What the task requires
Copy out the lines of the data below word for word, starting at the very first line and ending with the line that contains "[245,228,462,384]", including both of those lines.

## Begin Supplied material

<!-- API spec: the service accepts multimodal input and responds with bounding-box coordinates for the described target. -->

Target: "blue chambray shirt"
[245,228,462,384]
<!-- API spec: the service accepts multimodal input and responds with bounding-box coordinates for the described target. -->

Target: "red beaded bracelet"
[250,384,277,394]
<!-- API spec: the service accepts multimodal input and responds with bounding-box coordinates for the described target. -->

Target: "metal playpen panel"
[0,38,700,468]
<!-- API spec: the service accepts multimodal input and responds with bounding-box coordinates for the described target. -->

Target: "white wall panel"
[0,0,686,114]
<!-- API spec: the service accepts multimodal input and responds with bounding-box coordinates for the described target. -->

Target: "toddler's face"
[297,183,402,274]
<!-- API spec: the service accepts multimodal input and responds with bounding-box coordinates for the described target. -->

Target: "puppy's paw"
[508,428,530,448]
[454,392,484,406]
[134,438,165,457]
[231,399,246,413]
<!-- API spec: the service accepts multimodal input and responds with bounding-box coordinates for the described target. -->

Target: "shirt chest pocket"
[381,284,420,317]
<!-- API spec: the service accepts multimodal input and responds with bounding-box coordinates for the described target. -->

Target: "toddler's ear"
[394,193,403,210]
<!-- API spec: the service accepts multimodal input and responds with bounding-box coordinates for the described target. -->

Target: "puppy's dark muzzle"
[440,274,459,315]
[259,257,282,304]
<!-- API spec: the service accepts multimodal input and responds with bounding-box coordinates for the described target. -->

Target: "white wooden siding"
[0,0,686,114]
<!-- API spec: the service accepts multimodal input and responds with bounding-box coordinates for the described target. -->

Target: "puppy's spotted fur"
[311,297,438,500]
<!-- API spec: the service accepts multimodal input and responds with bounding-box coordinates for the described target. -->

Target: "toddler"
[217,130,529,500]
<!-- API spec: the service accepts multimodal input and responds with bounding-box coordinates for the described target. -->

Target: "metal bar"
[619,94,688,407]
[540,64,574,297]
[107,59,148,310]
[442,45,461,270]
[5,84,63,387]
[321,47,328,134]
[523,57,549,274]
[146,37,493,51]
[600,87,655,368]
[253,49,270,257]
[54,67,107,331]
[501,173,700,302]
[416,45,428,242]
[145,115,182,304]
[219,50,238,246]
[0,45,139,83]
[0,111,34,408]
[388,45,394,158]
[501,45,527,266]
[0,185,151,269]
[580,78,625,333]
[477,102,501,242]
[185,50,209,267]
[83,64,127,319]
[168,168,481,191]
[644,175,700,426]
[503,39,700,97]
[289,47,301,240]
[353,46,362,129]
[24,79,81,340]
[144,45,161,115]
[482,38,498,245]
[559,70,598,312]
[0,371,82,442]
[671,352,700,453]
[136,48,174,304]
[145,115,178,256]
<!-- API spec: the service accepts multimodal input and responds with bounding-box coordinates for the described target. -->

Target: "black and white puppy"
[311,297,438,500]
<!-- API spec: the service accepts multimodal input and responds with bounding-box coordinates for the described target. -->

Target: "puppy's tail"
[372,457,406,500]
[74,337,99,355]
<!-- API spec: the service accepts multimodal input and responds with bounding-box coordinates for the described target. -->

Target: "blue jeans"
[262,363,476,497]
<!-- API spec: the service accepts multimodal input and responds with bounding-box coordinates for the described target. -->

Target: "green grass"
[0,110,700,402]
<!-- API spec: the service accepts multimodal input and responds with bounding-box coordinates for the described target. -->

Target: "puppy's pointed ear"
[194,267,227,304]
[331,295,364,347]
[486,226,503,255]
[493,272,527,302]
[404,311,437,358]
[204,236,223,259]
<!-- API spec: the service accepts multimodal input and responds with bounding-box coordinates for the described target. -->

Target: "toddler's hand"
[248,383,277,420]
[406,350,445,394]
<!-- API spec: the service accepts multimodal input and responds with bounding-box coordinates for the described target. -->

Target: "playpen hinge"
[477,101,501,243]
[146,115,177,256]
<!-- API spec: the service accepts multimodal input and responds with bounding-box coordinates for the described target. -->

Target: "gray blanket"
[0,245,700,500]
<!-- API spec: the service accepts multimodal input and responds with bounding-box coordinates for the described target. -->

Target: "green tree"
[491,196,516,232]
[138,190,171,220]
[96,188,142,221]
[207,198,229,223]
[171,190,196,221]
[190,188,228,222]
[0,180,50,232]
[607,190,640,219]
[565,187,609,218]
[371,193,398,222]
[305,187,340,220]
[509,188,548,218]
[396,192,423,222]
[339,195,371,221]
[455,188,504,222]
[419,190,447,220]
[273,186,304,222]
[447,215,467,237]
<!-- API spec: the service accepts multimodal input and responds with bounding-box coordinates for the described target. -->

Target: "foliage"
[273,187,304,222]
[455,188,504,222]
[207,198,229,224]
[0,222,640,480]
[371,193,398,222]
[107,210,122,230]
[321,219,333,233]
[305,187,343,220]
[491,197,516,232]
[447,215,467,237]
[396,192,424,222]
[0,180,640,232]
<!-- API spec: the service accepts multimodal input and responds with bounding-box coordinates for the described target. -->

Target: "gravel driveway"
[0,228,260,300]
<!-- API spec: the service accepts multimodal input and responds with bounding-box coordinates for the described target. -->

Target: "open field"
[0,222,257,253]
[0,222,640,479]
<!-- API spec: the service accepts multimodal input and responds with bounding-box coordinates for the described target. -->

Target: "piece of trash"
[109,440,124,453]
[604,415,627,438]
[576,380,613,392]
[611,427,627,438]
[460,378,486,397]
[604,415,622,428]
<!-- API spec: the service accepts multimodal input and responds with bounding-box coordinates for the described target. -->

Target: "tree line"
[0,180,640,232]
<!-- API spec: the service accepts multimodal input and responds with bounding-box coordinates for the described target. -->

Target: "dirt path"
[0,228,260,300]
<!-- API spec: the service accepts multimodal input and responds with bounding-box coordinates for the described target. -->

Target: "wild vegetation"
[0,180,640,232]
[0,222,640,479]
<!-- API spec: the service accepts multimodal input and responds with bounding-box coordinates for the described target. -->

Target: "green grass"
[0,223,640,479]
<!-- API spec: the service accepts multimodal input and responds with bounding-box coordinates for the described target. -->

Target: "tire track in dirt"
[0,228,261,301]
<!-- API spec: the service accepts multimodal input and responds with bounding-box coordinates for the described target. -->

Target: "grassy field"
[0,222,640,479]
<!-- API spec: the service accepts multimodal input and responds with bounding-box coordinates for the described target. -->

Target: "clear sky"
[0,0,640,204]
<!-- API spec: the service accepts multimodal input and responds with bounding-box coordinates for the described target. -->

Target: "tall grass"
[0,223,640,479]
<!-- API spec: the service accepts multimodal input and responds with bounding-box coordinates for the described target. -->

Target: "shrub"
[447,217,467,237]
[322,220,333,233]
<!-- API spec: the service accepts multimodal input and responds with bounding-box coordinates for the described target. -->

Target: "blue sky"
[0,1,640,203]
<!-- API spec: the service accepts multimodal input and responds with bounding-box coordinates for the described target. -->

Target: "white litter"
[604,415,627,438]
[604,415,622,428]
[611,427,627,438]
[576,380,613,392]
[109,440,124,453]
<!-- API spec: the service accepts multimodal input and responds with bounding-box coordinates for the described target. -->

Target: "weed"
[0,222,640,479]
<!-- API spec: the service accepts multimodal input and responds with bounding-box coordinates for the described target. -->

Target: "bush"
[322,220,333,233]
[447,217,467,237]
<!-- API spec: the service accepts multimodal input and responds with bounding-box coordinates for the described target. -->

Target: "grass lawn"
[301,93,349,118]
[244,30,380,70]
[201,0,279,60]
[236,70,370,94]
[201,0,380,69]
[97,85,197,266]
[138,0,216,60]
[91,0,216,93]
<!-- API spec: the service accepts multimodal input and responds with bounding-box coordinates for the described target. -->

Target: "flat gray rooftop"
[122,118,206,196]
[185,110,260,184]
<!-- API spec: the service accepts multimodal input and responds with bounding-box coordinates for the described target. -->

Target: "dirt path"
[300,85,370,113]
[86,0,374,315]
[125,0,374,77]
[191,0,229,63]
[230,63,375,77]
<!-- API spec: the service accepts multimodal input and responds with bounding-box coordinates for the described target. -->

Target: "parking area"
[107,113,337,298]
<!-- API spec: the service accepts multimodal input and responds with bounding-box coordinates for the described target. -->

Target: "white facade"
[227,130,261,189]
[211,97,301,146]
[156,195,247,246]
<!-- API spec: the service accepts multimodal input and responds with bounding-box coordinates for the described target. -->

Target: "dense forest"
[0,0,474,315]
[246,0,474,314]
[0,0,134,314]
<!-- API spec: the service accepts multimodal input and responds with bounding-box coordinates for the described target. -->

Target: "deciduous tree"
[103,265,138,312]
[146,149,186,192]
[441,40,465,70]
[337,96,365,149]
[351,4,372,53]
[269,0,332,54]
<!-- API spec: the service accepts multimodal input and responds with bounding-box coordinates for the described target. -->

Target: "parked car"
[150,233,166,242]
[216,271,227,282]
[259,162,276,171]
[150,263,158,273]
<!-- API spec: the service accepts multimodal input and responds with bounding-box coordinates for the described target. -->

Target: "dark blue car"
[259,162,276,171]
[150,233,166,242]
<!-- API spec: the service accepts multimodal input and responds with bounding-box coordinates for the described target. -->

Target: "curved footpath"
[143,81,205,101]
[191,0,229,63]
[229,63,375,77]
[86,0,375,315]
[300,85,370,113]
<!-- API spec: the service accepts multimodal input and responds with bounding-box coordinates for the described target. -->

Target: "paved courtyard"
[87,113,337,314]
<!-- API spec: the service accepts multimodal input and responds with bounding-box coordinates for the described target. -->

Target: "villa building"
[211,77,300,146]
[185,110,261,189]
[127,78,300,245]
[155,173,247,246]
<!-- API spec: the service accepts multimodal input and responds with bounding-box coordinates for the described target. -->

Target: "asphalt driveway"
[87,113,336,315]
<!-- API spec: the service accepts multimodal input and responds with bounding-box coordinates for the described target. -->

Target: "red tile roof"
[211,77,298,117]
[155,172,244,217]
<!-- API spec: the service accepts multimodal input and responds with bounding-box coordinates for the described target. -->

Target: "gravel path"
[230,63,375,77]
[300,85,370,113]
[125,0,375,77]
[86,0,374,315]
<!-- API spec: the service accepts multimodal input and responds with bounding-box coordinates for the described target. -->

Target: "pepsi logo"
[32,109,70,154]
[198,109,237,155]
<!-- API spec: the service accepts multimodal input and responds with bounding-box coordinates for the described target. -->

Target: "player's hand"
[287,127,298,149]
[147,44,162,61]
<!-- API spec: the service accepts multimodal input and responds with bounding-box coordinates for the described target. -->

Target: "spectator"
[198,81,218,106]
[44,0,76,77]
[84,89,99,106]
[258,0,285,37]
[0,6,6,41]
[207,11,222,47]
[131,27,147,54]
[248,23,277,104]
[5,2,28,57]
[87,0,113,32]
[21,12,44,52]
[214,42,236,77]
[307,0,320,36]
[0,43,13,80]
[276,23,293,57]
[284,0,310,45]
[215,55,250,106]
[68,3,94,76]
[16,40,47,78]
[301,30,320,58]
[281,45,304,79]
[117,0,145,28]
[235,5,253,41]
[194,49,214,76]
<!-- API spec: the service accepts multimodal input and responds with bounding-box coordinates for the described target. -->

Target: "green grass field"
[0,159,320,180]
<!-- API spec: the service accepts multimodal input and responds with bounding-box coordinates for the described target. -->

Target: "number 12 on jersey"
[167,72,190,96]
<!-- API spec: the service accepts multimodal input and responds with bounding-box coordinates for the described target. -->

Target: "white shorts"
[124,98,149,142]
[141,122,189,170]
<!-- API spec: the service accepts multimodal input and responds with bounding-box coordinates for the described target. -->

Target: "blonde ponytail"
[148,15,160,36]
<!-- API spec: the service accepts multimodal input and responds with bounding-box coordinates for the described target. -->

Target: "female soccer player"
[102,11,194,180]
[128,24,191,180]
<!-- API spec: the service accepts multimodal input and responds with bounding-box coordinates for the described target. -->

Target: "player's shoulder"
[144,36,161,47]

## End Supplied material

Task solution
<!-- API spec: the service accepts multimodal input and responds with bounding-box coordinates for the described target. -->

Target: "blue chambray shirt"
[245,228,462,384]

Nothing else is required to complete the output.